[Referring expression pointing data]
====
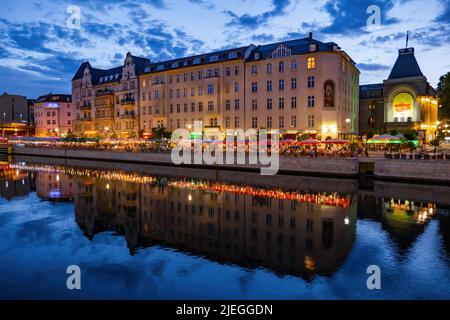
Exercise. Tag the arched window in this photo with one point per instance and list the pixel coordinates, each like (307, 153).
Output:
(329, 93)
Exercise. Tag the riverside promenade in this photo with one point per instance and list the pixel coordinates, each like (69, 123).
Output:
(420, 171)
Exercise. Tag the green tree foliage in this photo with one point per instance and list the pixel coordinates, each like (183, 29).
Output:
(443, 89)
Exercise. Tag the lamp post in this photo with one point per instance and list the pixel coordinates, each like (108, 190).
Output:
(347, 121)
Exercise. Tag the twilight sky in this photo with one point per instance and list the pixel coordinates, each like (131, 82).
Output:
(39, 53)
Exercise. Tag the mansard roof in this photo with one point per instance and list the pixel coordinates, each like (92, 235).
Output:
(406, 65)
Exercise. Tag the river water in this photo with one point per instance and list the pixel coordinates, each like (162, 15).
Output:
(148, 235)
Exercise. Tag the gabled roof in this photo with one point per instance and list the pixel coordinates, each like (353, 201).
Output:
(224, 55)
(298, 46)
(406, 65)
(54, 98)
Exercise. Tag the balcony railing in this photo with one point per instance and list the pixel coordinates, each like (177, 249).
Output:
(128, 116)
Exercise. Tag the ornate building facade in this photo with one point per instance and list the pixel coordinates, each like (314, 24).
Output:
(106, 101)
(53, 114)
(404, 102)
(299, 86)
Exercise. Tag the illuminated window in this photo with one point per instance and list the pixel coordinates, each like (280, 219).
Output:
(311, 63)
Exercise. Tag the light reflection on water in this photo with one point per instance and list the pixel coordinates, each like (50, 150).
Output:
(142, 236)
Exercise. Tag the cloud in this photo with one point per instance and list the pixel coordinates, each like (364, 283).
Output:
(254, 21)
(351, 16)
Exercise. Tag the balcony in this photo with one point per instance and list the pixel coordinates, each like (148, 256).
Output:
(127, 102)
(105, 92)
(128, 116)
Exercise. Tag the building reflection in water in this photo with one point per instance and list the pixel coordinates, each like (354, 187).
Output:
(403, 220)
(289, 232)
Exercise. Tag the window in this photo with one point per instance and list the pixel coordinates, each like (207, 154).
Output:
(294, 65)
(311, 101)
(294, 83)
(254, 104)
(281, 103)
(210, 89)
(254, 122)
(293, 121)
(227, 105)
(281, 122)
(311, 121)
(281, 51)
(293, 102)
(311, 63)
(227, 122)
====
TASK OBJECTIVE> Where an image appears in the data, skip it, and return the rest verbatim.

RESPONSE TO THIS TASK>
Exercise. Tag the arched window in this photo with one point per instance and list the pixel coordinates, each like (307, 153).
Output:
(329, 93)
Exercise. Tag the riverside promenade in this photo with one point per instance and list the pixel coordinates, each like (69, 123).
Output:
(420, 171)
Exercise. Tag the green tree foliage in this photo with one point per instance and list the pixel coordinates, each like (183, 29).
Output:
(443, 89)
Exercise. Tag the lamp post in this photo with one point per instance and list the pixel coordinates, each like (108, 190).
Output:
(347, 121)
Exercise. Tag the twilight sky in this photo with one point per instance and list the pixel coordinates, each like (131, 82).
Output:
(39, 53)
Exercise. Tag the mansard roof in this photo with one point per instance and list the pixel coordinates, each like (92, 235).
Output:
(406, 65)
Exercise. Tag the river water in this photo with one point per instance and list the pixel coordinates, each like (162, 15).
Output:
(148, 235)
Exercise. Tag the gabled roof in this photo with one point per instance and list the pixel coordinates, each like (353, 201).
Output:
(224, 55)
(298, 46)
(406, 65)
(54, 98)
Exercise. Tag the balcony railing in this photo with one point per instance and list the pixel coordinates, each like (177, 249).
Output:
(128, 116)
Exercise. Tag the ornate building facade in this photo with one point per instance and list the pixel coordinates, each like (314, 24).
Output:
(106, 101)
(53, 114)
(404, 102)
(299, 86)
Exercise. Tag the illuminated window in this photo with one point per instance and list the pixel coordinates, each like (280, 219).
Output:
(311, 63)
Exercise. Tag the light reflection on water in this photo with one point per instance and list the pixel coordinates, each like (50, 150).
Output:
(142, 236)
Exercise. Tag the cloud in this photo with one point per instance and list the pixel coordinates, each like (364, 283).
Output:
(254, 21)
(351, 16)
Exercise. Tag the balcony in this photo with one point per instance and list the pixel coordinates, each like (148, 256).
Output:
(127, 102)
(105, 92)
(128, 116)
Exercise. Tag the building reflection in water in this photo with one point per instance and list the pixel coordinates, each like (354, 187).
Output:
(403, 220)
(289, 232)
Exercise. Tag the window in this photo with one point per instance and list the pixel coordinates, each like (207, 154).
Output:
(294, 65)
(311, 101)
(294, 83)
(254, 104)
(281, 103)
(210, 89)
(254, 122)
(293, 121)
(227, 105)
(281, 122)
(311, 121)
(281, 51)
(293, 102)
(311, 63)
(227, 122)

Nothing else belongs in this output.